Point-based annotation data
begin

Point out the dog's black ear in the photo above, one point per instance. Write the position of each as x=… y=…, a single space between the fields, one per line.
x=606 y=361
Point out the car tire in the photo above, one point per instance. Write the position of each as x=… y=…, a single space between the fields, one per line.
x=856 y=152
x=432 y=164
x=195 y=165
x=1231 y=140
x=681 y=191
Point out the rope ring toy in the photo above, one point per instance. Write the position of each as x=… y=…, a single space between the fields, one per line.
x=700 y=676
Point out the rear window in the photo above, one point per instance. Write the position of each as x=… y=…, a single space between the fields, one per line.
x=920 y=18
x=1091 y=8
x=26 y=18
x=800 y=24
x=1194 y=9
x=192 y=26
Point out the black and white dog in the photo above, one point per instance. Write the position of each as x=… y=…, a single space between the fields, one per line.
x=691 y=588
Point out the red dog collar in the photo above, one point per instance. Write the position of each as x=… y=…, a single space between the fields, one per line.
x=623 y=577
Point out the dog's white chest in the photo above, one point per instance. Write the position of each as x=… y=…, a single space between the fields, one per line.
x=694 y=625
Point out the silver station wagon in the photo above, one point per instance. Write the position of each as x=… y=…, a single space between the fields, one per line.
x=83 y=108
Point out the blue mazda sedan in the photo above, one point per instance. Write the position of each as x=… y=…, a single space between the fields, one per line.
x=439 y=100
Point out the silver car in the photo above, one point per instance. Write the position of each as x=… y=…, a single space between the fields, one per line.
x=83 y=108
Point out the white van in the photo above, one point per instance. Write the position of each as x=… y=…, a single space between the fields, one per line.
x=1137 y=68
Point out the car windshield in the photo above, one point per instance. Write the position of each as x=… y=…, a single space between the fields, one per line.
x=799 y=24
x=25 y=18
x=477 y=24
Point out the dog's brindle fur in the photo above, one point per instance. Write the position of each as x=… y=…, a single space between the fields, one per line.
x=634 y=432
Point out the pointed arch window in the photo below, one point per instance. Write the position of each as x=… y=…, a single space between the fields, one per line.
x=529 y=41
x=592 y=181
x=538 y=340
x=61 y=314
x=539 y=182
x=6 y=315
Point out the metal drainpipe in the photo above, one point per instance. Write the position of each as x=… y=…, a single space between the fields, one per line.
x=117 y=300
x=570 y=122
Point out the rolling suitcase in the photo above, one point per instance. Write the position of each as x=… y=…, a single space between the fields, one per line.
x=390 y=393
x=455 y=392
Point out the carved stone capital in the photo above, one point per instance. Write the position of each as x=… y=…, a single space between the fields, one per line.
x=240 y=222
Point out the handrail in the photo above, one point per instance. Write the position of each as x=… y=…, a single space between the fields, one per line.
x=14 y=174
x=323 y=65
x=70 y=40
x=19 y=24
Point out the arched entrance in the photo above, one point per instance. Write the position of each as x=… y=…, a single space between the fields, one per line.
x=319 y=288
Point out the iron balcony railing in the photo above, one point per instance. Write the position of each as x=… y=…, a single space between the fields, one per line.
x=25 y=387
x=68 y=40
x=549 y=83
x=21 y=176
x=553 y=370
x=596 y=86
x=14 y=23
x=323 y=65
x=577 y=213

end

▸ WHAT YOU WILL DO: Copy the listing above word for word, from its first line through the line containing "x=606 y=361", with both ends included.

▸ ANSWER TO THE TASK:
Point out the dog's black ear in the photo above, one point per instance. Write the position of each as x=… y=…, a single space between the fields, one per line.
x=606 y=361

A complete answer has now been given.